Try it:
Starting at the line that contains "Each <instance> block orders" in the listing below, write out every line word for word until you have written the line that contains "positive clicks: (12, 366)".
--- START ---
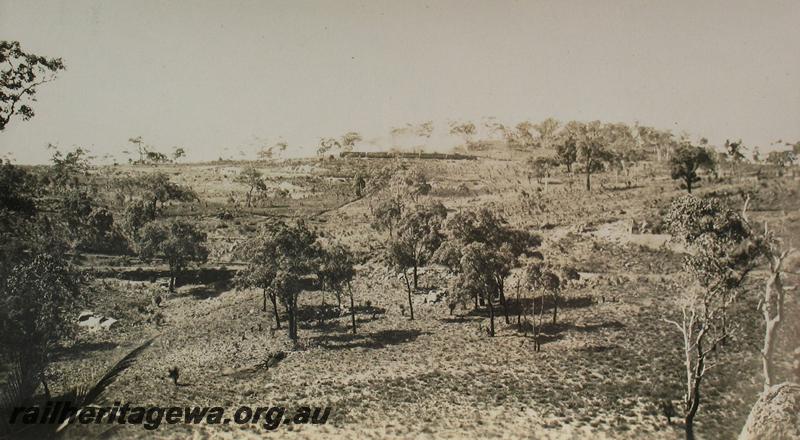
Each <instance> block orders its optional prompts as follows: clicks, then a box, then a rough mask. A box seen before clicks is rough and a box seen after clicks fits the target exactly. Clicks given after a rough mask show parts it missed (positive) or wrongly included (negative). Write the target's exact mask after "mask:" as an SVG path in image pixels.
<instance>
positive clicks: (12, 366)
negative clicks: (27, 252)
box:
--- END ---
--- START ---
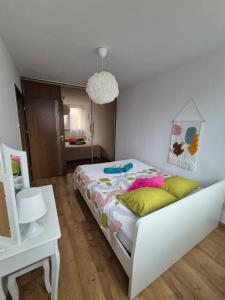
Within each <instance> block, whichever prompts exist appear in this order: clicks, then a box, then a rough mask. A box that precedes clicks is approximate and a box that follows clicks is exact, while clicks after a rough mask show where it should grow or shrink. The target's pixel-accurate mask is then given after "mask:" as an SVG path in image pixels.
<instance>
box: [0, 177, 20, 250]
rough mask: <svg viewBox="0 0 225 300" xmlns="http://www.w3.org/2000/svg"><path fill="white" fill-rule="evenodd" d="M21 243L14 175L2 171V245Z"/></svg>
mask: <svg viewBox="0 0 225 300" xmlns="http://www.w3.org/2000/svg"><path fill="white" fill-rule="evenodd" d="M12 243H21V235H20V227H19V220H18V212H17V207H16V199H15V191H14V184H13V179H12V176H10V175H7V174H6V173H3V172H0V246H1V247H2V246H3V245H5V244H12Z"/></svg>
--- END ---
The answer:
Each <instance> block orders its optional prompts as follows: clicks, then a box, then a rough mask. A box seen before clicks is rough and a box seen after clicks fits the target exactly. Clicks given after a rough mask show parts it missed (positive) or wrongly included (negative). Write the target's exact mask after "mask:" as an SVG path in image pixels.
<instance>
positive clicks: (12, 366)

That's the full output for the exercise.